Copy out, word for word, everything in the records below from the line containing "Would you be so kind as to mark the shoreline" down to the line containing "column 471, row 347", both of those lines included.

======

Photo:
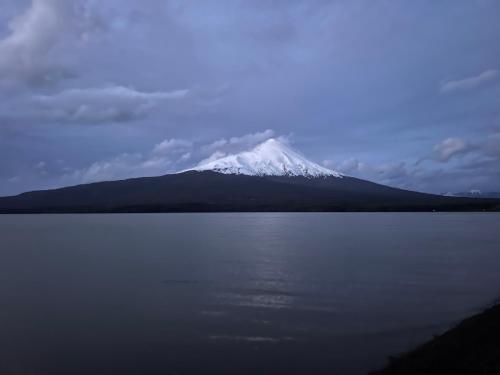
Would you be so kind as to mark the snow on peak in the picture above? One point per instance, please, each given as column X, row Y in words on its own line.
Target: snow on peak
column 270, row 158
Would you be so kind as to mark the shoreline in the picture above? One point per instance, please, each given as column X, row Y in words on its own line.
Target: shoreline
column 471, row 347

======

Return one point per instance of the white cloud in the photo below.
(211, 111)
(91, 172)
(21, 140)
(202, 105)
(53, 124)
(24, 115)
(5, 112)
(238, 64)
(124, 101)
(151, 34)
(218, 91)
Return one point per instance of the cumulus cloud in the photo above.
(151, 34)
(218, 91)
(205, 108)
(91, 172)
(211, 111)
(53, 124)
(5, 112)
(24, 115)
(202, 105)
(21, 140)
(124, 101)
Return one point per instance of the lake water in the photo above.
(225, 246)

======

SOLUTION BELOW -
Would you be so kind as to mark the shoreline in the picture above? One point per instance, please, each given as column X, row Y in words on its own line.
Target: shoreline
column 471, row 347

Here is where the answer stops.